═══ DOCUMENT SEGMENT

Emotional armor sold as wisdom.

There is something to the accusation. A person who wants nothing has nothing left to lose, and someone who has talked themselves out of caring really is harder to wound. The protection is real, and that is exactly what makes it tempting.

What the temptation hides is the cost, which is most of what made the life worth protecting in the first place. Plenty of people have taken something they call Stoicism and used it for exactly that, as a permission slip to stop reaching for anything that could be taken away.

But that is not what the Stoics taught. The misreading comes down to a single word.

The word is "indifferent".

The Stoics divided everything that exists into three kinds. The first is the one true good, which they called virtue. By virtue they meant the quality of a person's character and choices, how well someone meets whatever life puts in front of them.

The second is the one true bad, which they called vice, the same character and choices gone wrong, the failure to meet life well.

══════
═══ SUPPLIED DATA

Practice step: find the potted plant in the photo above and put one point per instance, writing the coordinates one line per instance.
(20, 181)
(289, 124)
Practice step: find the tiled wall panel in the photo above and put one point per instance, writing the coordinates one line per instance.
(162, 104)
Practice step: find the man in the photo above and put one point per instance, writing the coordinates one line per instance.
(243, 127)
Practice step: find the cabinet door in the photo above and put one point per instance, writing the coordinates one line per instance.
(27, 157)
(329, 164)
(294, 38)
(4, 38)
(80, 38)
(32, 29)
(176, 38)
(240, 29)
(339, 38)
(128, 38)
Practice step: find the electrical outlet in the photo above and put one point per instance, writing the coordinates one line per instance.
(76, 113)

══════

Copy out every sentence in the passage on Stoicism that begins with the word "The". The items above are separate material and have nothing to do with the passage on Stoicism.

The protection is real, and that is exactly what makes it tempting.
The misreading comes down to a single word.
The word is "indifferent".
The Stoics divided everything that exists into three kinds.
The first is the one true good, which they called virtue.
The second is the one true bad, which they called vice, the same character and choices gone wrong, the failure to meet life well.